**Data to examine:**
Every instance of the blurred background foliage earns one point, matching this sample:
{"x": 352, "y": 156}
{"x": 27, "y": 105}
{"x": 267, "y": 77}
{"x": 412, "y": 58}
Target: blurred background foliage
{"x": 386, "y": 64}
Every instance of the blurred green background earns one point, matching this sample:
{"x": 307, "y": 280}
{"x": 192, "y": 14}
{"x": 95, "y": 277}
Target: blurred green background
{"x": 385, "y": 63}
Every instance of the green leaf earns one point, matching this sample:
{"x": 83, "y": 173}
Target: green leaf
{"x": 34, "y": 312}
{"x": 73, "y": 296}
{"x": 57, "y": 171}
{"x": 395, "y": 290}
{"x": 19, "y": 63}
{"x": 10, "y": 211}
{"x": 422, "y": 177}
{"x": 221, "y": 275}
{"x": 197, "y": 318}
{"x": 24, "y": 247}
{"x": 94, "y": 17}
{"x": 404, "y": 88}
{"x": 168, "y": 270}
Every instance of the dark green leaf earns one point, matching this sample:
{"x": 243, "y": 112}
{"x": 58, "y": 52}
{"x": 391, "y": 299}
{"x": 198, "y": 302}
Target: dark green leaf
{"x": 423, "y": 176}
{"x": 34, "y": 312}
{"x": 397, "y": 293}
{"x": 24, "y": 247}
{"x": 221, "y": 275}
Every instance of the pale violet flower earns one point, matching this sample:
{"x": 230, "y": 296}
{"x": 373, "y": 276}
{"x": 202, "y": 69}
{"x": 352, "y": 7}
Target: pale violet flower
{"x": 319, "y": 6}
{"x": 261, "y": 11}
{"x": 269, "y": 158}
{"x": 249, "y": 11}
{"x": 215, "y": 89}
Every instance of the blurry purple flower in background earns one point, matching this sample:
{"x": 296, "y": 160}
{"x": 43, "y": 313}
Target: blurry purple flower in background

**What you need to do:** The answer should consist of every record above, copied exactly.

**Result of the task:**
Every instance of the blurred background foliage earns one point, matching this sample:
{"x": 352, "y": 156}
{"x": 27, "y": 105}
{"x": 267, "y": 77}
{"x": 412, "y": 58}
Target: blurred background foliage
{"x": 386, "y": 64}
Every instance of the blurred green background earns one point, matching this sample:
{"x": 307, "y": 280}
{"x": 192, "y": 14}
{"x": 95, "y": 277}
Target: blurred green background
{"x": 385, "y": 63}
Every instance of the green leaf earns one point, matching this sample:
{"x": 83, "y": 173}
Target: green leaf
{"x": 34, "y": 312}
{"x": 73, "y": 296}
{"x": 57, "y": 171}
{"x": 395, "y": 290}
{"x": 19, "y": 63}
{"x": 10, "y": 211}
{"x": 422, "y": 177}
{"x": 221, "y": 275}
{"x": 197, "y": 318}
{"x": 24, "y": 247}
{"x": 94, "y": 17}
{"x": 404, "y": 88}
{"x": 168, "y": 270}
Every instance of the dark green leaf earns one point, matching this sample:
{"x": 243, "y": 112}
{"x": 58, "y": 52}
{"x": 391, "y": 299}
{"x": 198, "y": 302}
Target: dark green leaf
{"x": 423, "y": 176}
{"x": 34, "y": 312}
{"x": 397, "y": 293}
{"x": 24, "y": 247}
{"x": 221, "y": 275}
Every instance of the pale violet flower earns one point, matching this sample:
{"x": 230, "y": 296}
{"x": 373, "y": 276}
{"x": 202, "y": 69}
{"x": 352, "y": 7}
Target: pale violet flower
{"x": 319, "y": 6}
{"x": 261, "y": 11}
{"x": 269, "y": 158}
{"x": 249, "y": 11}
{"x": 215, "y": 89}
Every instance of the blurry purple flower in background earns one point, matching this sample:
{"x": 296, "y": 160}
{"x": 43, "y": 313}
Target: blurry purple flower in background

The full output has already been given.